■ CONSIGNE A
Transforme en liste JSON de chaînes les lignes des enregistrements qui vont de celle contenant "Where can the refrigerator" jusqu'à celle contenant "pixel 295 300", avec une chaîne par ligne et sans les lignes vides.

■ TEXTE FOURNI
------------------------------------------------------------

Démonstration de waterboarding 2
Démonstration de waterboarding 2

Ceux qui sont irrévocablement opposés à la torture estiment que de telles distinctions dans la douleur et l’inconfort ne méritent qu’un seul adjectif : kafkaïen. Mais celui qui accepte la nécessité occasionnelle de la torture ou des interrogatoires renforcés est bien obligé de se poser la question des règles, également de celles qui paraissent étranges prises hors du contexte. Il est possible de considérer le waterboarding comme une technique valide dans certaines circonstances, et croire cependant que l’utiliser sur quelqu’un cent-quatre-vingts-trois fois « choque la conscience ».

Comme nous le savons maintenant, les limites qui ont été proposées n’ont pas toujours été approuvées. Les hurlements macho de la Maison Blanche ont couvert les réserves discrètes des juristes du gouvernement. Des subordonnés dans ce domaine recevaient des messages contradictoires ou pas de messages du tout. Nous avons vu le résultat de cette confusion au sens littéral du terme : les photos d’Abu Ghraib ont brûlé dans notre conscience collective.
Cependant, il est important de noter que les abus d’Abu Ghraib n’étaient pas « la partie émergée de l’iceberg » (selon les termes de Human Rights Watch). Personne ne les a approuvés ; ils n’avaient rien à voir avec la politique officielle américaine. La juriste du Pentagone qui a la première promulgué les règles pour les interrogatoires renforcés, qui incluaient la nudité, les positions inconfortables, et l’utilisation de chiens – exactement ce qu’on a vu sur les photos – était horrifiée quand elle a été informée de ce qui se passait à Abu Ghraib et l’a qualifié d’anarchie. Personne ne défendait ce qui s’était passé à Abu Ghraib à l’époque et personne ne le défend aujourd’hui – ce qui explique pourquoi cela n’a pas de place dans le débat sur la torture, sauf comme illustration de comment des dirigeants incompétents peuvent laisser les choses leur échapper.

------------------------------------------------------------

■ CONSIGNE B
Réponds à ces questions sur le texte à propos du waterboarding :
(i) Quel adjectif, selon ceux qui sont irrévocablement opposés à la torture, suffit pour ces distinctions dans la douleur et l'inconfort ?
(ii) De quelle organisation viennent les termes « la partie émergée de l'iceberg » ?
(iii) De quoi la juriste du Pentagone a-t-elle qualifié ce qui se passait à Abu Ghraib ?

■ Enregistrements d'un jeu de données
------------------------------------------------------------

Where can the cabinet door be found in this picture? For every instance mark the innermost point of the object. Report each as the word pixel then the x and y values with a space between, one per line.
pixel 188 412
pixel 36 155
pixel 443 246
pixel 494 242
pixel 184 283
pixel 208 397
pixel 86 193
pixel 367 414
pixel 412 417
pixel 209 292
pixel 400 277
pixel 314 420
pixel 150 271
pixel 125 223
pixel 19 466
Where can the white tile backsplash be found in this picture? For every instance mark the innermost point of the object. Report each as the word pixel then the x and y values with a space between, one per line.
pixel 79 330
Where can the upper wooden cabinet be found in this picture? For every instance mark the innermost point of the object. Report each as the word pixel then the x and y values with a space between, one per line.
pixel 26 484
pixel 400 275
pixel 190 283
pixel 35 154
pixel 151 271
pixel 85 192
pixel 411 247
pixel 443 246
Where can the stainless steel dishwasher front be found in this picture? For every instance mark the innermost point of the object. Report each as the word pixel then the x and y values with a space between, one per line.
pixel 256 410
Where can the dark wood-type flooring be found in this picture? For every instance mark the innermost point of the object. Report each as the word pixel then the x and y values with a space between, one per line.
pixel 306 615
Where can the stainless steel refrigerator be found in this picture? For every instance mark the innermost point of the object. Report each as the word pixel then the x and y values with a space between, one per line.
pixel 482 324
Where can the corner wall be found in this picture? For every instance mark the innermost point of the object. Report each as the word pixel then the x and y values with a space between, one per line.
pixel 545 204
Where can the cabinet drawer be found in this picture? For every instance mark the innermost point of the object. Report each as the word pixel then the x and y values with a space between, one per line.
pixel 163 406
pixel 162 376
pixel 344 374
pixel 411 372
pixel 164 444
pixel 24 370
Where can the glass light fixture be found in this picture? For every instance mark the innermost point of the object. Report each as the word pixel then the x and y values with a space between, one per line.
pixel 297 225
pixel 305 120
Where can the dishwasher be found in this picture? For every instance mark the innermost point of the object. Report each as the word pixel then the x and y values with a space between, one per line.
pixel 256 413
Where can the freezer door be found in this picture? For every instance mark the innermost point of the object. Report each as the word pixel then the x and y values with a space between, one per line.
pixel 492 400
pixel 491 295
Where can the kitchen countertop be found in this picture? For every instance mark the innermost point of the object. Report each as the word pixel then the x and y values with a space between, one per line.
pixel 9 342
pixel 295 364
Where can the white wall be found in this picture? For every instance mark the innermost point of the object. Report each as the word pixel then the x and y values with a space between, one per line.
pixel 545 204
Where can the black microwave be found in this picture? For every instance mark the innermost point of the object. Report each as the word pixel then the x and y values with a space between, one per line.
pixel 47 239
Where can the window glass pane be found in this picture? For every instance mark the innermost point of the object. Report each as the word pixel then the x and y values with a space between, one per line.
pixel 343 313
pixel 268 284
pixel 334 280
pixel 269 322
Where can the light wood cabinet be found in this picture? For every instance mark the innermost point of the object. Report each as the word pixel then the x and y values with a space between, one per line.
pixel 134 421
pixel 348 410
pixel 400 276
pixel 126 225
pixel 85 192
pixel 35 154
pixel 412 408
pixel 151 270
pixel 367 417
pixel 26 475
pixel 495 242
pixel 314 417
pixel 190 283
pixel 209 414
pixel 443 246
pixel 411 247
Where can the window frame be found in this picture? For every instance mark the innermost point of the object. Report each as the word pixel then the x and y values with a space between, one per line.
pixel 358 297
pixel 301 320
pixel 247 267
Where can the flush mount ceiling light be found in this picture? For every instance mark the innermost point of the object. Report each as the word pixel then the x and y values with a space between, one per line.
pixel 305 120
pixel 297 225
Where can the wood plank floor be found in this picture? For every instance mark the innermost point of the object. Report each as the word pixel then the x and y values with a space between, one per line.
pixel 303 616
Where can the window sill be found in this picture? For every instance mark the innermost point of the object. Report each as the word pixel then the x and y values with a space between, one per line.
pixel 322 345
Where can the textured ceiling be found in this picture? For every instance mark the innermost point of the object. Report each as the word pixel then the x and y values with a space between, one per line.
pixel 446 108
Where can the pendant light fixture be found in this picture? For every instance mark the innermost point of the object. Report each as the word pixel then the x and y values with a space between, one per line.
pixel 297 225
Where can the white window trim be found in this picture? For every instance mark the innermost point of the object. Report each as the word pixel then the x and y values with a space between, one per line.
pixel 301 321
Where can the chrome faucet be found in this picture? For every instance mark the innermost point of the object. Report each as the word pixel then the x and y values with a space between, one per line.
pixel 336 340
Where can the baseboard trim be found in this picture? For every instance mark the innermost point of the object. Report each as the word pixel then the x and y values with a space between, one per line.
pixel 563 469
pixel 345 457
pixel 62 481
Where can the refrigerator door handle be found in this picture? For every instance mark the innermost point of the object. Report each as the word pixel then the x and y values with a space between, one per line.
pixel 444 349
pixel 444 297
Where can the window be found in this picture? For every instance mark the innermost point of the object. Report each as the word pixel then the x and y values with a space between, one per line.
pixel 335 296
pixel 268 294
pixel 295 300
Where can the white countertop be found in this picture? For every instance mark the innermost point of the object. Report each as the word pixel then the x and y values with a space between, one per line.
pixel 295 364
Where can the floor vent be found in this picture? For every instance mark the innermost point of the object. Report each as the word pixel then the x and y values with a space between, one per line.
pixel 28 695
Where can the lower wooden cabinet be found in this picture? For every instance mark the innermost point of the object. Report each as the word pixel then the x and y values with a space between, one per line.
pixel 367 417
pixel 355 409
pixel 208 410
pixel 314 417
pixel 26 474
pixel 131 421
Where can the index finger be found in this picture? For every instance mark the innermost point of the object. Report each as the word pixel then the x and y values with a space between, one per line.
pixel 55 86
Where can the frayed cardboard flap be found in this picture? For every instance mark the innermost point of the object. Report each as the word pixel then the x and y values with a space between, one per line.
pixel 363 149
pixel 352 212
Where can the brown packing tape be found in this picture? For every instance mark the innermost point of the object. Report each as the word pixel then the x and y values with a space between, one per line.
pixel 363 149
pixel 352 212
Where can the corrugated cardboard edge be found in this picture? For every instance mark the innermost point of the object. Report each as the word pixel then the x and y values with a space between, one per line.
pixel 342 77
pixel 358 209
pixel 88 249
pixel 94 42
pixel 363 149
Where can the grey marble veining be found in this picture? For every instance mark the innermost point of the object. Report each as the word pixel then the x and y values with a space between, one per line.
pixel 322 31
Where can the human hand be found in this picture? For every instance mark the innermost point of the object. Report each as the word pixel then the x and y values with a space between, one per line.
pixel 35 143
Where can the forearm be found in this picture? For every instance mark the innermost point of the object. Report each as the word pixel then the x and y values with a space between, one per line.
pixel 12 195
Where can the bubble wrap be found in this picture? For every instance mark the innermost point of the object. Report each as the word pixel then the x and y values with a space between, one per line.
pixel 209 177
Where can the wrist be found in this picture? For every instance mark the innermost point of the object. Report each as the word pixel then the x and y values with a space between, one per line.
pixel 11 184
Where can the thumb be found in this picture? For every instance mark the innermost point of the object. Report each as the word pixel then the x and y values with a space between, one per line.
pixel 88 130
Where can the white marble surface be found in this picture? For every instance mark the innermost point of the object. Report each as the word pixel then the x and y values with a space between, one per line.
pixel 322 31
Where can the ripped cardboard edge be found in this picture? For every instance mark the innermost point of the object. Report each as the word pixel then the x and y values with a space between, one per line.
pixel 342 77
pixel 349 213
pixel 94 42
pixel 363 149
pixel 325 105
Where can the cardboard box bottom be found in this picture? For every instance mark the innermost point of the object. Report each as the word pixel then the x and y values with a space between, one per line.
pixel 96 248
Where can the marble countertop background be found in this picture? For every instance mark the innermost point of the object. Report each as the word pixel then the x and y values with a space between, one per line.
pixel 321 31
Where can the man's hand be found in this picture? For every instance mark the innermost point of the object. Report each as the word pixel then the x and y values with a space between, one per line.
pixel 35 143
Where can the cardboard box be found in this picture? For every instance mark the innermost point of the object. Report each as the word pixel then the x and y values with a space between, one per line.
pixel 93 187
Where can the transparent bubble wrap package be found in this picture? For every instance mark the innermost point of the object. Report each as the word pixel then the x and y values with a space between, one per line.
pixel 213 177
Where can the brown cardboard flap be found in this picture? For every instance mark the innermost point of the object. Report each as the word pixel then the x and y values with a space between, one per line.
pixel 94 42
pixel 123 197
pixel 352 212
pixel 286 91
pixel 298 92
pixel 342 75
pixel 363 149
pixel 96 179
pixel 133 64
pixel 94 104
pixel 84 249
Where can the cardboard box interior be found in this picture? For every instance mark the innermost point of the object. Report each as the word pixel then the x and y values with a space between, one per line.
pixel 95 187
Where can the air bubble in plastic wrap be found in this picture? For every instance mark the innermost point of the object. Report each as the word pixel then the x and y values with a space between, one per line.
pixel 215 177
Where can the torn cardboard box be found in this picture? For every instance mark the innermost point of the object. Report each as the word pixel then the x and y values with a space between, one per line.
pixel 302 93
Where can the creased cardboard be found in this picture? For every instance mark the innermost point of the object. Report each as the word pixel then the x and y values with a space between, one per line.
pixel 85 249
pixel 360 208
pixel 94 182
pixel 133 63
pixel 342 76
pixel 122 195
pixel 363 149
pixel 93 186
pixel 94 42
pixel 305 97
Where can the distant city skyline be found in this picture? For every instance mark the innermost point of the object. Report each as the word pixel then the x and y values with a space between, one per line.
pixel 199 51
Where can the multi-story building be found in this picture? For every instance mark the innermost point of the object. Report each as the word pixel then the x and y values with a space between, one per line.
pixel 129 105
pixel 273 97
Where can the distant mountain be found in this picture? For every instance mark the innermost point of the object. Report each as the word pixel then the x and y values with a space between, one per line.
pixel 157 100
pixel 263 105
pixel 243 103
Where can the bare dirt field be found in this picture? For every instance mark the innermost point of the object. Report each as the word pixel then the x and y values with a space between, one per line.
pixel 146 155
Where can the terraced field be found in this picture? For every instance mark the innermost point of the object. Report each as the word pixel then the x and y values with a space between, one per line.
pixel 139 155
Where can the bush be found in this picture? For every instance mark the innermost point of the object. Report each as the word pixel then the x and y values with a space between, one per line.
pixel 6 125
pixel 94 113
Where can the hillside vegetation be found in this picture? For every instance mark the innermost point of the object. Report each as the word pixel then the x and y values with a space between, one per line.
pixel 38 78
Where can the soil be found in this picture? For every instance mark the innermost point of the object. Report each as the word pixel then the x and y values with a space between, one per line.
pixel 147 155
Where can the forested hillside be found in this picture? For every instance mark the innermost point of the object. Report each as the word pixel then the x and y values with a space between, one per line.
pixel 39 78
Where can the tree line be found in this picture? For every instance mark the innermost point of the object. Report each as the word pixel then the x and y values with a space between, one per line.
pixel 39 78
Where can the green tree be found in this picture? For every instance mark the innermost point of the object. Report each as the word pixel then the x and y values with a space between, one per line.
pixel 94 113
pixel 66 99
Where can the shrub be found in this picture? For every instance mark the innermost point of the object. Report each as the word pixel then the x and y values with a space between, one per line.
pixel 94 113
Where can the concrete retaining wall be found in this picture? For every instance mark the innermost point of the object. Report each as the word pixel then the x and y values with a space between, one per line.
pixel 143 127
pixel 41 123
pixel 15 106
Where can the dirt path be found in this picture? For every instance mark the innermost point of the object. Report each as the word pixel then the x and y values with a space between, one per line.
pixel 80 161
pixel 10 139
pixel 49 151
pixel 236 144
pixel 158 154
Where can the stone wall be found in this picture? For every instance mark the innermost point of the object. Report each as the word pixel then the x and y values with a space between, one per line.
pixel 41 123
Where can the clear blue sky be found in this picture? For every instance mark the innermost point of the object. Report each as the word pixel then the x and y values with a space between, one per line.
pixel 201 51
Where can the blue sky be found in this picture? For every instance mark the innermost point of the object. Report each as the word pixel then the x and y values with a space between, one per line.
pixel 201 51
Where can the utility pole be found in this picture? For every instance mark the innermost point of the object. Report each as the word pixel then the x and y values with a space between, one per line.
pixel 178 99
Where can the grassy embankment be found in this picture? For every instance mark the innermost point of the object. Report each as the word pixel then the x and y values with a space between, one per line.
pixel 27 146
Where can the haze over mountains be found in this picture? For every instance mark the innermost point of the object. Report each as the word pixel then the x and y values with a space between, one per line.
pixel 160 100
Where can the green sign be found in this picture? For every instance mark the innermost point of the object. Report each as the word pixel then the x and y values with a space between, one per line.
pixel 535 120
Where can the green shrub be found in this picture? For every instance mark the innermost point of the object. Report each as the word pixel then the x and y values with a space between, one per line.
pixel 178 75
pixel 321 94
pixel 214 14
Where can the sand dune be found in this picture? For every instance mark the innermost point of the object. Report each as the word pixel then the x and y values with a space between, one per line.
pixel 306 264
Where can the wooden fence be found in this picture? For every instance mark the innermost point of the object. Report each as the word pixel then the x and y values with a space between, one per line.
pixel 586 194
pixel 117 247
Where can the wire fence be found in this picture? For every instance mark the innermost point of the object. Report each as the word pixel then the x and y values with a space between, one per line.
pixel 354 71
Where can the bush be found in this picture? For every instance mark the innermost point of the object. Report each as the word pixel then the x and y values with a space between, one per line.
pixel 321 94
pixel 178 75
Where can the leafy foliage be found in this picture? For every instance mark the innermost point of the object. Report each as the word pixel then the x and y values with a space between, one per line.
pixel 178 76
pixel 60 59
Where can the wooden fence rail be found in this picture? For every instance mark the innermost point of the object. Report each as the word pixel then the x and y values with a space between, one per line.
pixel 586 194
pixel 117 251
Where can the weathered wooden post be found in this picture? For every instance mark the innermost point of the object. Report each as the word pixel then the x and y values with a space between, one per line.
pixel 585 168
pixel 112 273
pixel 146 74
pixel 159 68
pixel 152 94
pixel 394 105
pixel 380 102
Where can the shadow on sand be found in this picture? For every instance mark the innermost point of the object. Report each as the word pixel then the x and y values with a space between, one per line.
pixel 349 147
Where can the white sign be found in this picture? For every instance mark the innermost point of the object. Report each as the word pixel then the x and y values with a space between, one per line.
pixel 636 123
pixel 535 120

------------------------------------------------------------

■ CORRIGÉ COMPLET A
[
  "Where can the refrigerator door handle be found in this picture? For every instance mark the innermost point of the object. Report each as the word pixel then the x and y values with a space between, one per line.",
  "pixel 444 349",
  "pixel 444 297",
  "Where can the window be found in this picture? For every instance mark the innermost point of the object. Report each as the word pixel then the x and y values with a space between, one per line.",
  "pixel 335 296",
  "pixel 268 294",
  "pixel 295 300"
]

■ CORRIGÉ COMPLET B
(i) Kafkaïen.
(ii) Human Rights Watch.
(iii) D'anarchie.